[BEGIN]

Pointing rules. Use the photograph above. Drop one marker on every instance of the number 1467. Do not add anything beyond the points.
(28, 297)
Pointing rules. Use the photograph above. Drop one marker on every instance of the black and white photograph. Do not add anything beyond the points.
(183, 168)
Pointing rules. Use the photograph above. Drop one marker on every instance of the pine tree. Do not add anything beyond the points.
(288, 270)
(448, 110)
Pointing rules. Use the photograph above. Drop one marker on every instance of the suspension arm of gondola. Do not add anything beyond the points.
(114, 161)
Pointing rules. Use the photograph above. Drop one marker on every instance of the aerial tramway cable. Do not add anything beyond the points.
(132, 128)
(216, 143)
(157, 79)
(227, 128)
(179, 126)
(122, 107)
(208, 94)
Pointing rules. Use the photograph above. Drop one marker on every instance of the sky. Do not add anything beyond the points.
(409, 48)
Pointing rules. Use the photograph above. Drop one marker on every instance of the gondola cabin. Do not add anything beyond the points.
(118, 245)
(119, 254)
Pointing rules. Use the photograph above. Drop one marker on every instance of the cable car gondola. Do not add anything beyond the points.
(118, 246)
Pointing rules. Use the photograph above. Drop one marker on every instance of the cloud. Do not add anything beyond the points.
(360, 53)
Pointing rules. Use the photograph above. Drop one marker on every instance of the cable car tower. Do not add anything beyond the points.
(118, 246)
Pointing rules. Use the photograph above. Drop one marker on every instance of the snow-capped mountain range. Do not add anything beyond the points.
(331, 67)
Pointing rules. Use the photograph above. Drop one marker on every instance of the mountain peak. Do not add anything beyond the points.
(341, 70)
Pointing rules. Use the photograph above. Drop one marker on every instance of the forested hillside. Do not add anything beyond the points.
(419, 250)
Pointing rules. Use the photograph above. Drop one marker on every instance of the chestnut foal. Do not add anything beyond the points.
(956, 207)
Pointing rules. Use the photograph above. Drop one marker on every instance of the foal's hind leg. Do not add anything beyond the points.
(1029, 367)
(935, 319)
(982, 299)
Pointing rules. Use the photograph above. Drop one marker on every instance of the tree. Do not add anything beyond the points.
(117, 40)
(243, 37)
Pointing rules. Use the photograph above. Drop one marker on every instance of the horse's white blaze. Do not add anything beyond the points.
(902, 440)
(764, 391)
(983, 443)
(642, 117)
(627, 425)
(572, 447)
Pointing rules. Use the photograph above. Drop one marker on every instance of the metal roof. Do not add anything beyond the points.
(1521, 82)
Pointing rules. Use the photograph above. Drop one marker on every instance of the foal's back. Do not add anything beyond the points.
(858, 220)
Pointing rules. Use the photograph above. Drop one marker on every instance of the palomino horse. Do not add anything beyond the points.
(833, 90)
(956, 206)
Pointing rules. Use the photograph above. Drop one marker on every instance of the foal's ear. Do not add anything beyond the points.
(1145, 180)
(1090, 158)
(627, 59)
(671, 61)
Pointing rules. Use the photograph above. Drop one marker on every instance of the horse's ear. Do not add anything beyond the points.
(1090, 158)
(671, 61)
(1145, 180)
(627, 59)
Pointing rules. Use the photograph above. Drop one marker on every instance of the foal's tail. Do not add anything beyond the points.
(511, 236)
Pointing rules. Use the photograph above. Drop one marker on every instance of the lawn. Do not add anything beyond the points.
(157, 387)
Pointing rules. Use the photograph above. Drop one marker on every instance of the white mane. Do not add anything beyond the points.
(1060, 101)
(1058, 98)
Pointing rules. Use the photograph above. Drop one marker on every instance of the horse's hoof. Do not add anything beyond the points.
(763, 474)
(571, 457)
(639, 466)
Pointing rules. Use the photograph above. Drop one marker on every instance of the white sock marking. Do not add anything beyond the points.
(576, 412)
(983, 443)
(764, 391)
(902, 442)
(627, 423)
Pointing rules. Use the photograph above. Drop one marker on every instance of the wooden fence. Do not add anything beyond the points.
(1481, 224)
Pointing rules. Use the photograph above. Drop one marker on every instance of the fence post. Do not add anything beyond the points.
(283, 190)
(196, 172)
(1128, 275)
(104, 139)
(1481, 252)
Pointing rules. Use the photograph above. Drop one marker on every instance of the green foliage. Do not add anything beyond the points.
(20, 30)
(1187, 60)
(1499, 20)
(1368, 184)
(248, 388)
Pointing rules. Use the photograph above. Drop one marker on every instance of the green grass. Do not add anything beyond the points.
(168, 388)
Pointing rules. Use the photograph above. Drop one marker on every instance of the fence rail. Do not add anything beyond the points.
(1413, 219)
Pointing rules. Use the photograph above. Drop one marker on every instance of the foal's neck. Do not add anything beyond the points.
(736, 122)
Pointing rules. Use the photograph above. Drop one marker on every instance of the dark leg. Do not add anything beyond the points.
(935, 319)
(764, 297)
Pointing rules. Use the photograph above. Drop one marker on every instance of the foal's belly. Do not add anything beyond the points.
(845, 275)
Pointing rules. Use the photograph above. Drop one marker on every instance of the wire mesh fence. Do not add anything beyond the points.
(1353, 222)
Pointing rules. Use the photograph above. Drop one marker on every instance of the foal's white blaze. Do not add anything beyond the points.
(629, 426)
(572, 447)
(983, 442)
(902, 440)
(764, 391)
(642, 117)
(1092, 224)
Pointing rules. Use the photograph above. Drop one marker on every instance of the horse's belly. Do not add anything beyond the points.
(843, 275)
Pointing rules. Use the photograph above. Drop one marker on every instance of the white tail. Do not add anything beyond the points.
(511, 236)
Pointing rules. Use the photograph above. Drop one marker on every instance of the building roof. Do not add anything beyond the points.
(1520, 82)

[END]

» EXERCISE OBJECTIVE
Please write out the listing above word for word, from its first line through its last.

» FINISHED TASK
Pointing rules. Use the photograph above. Drop one marker on every instance of the number 1467. Do not add anything beyond the points.
(28, 297)
Pointing rules. Use the photograph above. Drop one marker on every instance of the black and white photograph. Do not add anything beyond the points.
(183, 168)
Pointing rules. Use the photograph above. Drop one marker on every instance of the pine tree. Do not add anything beyond the points.
(288, 270)
(448, 110)
Pointing rules. Use the photograph above. Drop one marker on every instance of the suspension arm of gondola. Do not add anything beyond the points.
(114, 161)
Pointing rules. Use the photograph above. Drop one marker on every instance of the aerial tramway cable. Do not add anything beyond the points.
(132, 128)
(216, 143)
(157, 79)
(227, 128)
(179, 126)
(122, 107)
(208, 94)
Pointing rules. Use the photograph above. Drop one marker on every instance of the sky. Do not add anything beyond the points.
(409, 48)
Pointing rules. Use the photograph above. Drop one marker on every instance of the gondola cabin. Do not add anything beyond the points.
(118, 245)
(119, 254)
Pointing rules. Use the photograph above. Drop one marker on every instance of the cable car gondola. Do not add anything beyond the points.
(118, 246)
Pointing rules. Use the photograph above. Drop one marker on every instance of the cloud. Do not add anything beyond the points.
(360, 53)
Pointing rules. Use the photograph above. Drop one marker on every instance of the cable car tower. Do not add anything beyond the points.
(118, 246)
Pointing rules. Use the photograph above. Drop one marker on every instance of the snow-capped mountain range. Do not add anything beyond the points.
(331, 67)
Pointing rules. Use the photograph above. Drop one marker on every instance of the mountain peak. Do not add anything beyond the points.
(341, 70)
Pointing rules. Use the photograph above. Drop one marker on every instance of the forested hillside. Do not add anything beyond the points.
(419, 250)
Pointing rules. Use the photograph above. Drop one marker on every instance of the chestnut foal. Do not add anything beyond the points.
(956, 207)
Pointing rules. Use the photograph above. Drop one marker on every instance of the foal's hind leg. Do not add anything beyond the points.
(1029, 367)
(935, 319)
(982, 299)
Pointing rules. Use the photograph above. Drop one marker on every instance of the tree. Do not add anything beyond the points.
(117, 40)
(243, 37)
Pointing rules. Use the photograph above. Drop one marker on every instance of the horse's white blaze. Do not add anything beyond the points.
(902, 440)
(764, 391)
(983, 443)
(642, 117)
(627, 425)
(572, 447)
Pointing rules. Use the photograph above. Drop one marker on every instance of the metal roof. Do not add anything beyond the points.
(1521, 82)
Pointing rules. Use the photograph above. Drop one marker on every instance of the foal's back. Do not add anything beyond the points.
(858, 220)
Pointing rules. Use the photograph above. Drop one marker on every instance of the palomino horse. Do not add anything beyond the points.
(833, 90)
(956, 206)
Pointing rules. Use the photograph above. Drop one marker on every instance of the foal's ear. Do not add anything beyond the points.
(1145, 180)
(1090, 158)
(627, 59)
(671, 61)
Pointing rules. Use the photograph above. Drop one marker on every instance of the horse's ear. Do not add anything beyond the points.
(1090, 158)
(671, 61)
(1145, 180)
(627, 59)
Pointing rules. Use the photograph above. Drop one marker on every instance of the foal's tail. Do not add anything beyond the points.
(511, 236)
Pointing rules. Use the photograph above. Drop one marker on every instance of the lawn. Do not add anything beyond the points.
(157, 387)
Pointing rules. Use the photograph above. Drop one marker on every instance of the white mane. Do not add anything beyond the points.
(1060, 101)
(1058, 98)
Pointing rules. Use the photograph above. Drop one marker on every instance of the horse's hoof. Do not add anything beyond the points.
(763, 474)
(571, 457)
(639, 466)
Pointing rules. Use the photograph above. Drop one marker on every instance of the white sock marking. Do not add anything beyond the points.
(576, 412)
(983, 443)
(764, 391)
(902, 442)
(627, 423)
Pointing rules. Use the photograph above. Drop one marker on every instance of the wooden fence. Do not add anything beyond the points.
(1481, 224)
Pointing rules. Use the photograph above. Drop one marker on every instance of the fence post. Do not add anything beyond the points.
(283, 190)
(196, 172)
(1128, 275)
(104, 139)
(1481, 252)
Pointing rules. Use the photograph above. Drop one marker on every instance of the green foliage. Do not add anything beyond the points.
(20, 30)
(1187, 60)
(1499, 20)
(1368, 184)
(248, 388)
Pointing rules. Use the photograph above. Drop one marker on every instance of the green grass. Do not add anything beyond the points.
(168, 388)
Pointing rules. Use the photograph above. Drop one marker on every instance of the fence rail. Do not add anything beyond the points.
(1413, 219)
Pointing rules. Use the photograph above. Drop one marker on every instance of the foal's neck. Do not add anything beyond the points.
(736, 122)
Pointing rules. Use the photograph above. Drop one marker on every instance of the dark leg. Do not add anything beyond the points.
(935, 319)
(764, 297)
Pointing rules. Use the photograph above. Drop one marker on every instance of the foal's belly. Do not add anything beyond the points.
(845, 275)
Pointing rules. Use the photograph above. Drop one marker on every instance of the wire mesh fence. Do not add anything beyond the points.
(1353, 222)
Pointing rules. Use the photograph above. Drop one marker on every instance of the foal's white blaze. Do not add anything beyond the points.
(629, 426)
(572, 447)
(983, 442)
(902, 440)
(764, 391)
(642, 117)
(1092, 224)
Pointing rules. Use the photograph above. Drop one marker on every instance of the horse's belly. Do not add anything beyond the points.
(843, 275)
Pointing rules. Use the photograph above. Drop one marker on every instance of the white tail. Do not add anything beyond the points.
(511, 236)
Pointing rules. Use the photograph above. Drop one marker on every instance of the building roof. Do not add anything beyond the points.
(1520, 82)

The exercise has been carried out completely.